Julia Svetlichnaja recalls Litvinenko's eccentric behaviour

Sunday December 3, 2006
The Observer

We first met beside the statue of Eros in Piccadilly Circus. Wearing dark glasses and leather jacket, Alexander Litvinenko appeared unexpectedly behind my back, saying: 'I was watching you from around the corner. You are not a spy, are you?' I suggested coffee in the nearby Caffe Nero, the first of our often chaotic, erratic conversations we would share from last April until his death.

I asked various questions about the Chechen people in Moscow during the Eighties and Nineties. Litvinenko, though, leapt from one exotic story to another - secret operations in Afghanistan, a plot against Boris Yeltsin, the assassination of former Chechen leader Dzhokhar Dudayev; all these memories still seemed dear to his heart. In the end I made my excuses and left.

### TASK INSTRUCTIONS
Carry on the recollection of meeting Alexander Litvinenko from its last sentence, in the same first-person voice.

### GIVEN DATA
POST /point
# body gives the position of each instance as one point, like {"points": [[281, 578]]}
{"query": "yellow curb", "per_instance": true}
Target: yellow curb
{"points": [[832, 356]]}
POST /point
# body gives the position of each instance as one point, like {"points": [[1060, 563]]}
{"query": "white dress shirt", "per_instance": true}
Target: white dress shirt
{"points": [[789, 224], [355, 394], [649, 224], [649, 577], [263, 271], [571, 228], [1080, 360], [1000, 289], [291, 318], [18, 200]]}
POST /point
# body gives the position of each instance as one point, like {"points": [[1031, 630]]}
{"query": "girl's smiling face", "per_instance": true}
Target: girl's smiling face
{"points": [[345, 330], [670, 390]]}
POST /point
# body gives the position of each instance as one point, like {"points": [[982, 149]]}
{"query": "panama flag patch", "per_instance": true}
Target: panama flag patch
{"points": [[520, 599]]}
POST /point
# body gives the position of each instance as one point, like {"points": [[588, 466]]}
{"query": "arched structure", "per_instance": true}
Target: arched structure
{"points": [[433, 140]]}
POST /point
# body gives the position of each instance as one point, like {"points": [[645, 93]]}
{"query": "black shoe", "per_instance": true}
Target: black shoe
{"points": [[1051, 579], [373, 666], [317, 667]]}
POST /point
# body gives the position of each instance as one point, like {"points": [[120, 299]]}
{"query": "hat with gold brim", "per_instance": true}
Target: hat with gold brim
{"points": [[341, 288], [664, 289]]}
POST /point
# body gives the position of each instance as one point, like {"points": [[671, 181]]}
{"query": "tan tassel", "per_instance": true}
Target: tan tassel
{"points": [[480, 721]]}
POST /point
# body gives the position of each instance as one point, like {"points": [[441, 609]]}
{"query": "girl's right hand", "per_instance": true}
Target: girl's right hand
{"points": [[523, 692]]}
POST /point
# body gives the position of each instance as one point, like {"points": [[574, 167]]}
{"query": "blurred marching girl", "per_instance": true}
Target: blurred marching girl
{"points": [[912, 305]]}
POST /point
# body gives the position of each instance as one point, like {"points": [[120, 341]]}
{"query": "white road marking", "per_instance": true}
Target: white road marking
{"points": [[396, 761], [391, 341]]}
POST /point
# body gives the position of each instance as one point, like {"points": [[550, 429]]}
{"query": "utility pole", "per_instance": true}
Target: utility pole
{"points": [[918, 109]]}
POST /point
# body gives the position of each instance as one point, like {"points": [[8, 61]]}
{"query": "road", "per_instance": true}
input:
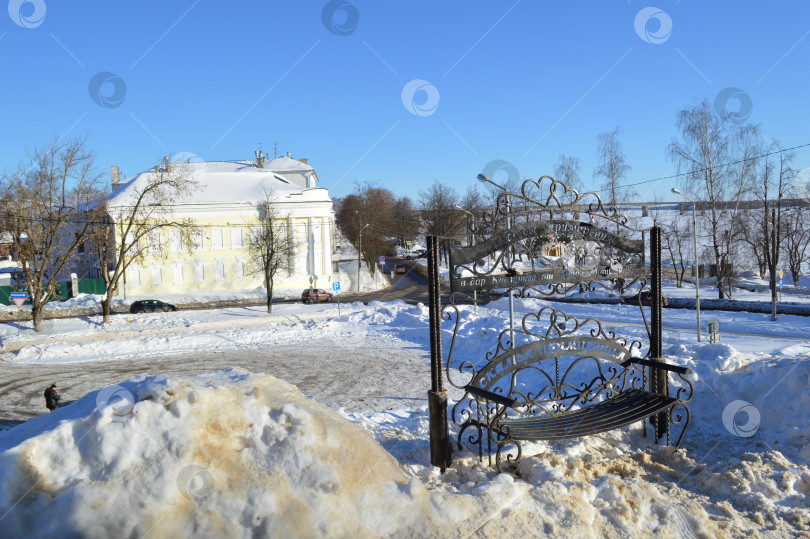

### ANSWER TO THE EXERCISE
'Try him, but filter what he says; the man rambles too much,' the exiled Russian oligarch Boris Berezovsky had earlier warned me. Litvinenko was the contact who, I had hoped, would introduce me to Akhmed Zakayev, a member of the officially unrecognised Chechen government in exile.

Ultimately, however, I almost regretted giving my email to Litvinenko. From our first meeting he started to feed me information with such gusto that in the weeks before his death I had started deleting most of his messages without opening them.

The next time we met, in the summer, we ended up walking around Hyde Park for hours. I started to wonder whether meeting Litvinenko was a waste of time. He told me shamelessly of his blackmailing plans aimed at Russian oligarchs. 'They have got enough, why not to share? I will do it officially,' he said. After two hours of traipsing around the park, I suggested we sit down somewhere. 'Professionals never sit and talk, they walk and walk around so nobody can overhear their conversation,' he muttered darkly.

So we carried on walking, Litvinenko regaling me with more stories about his war against the Kremlin. 'Every time I publish something on the Chechen press website, I piss them off. One day they will understand who I am!' he said.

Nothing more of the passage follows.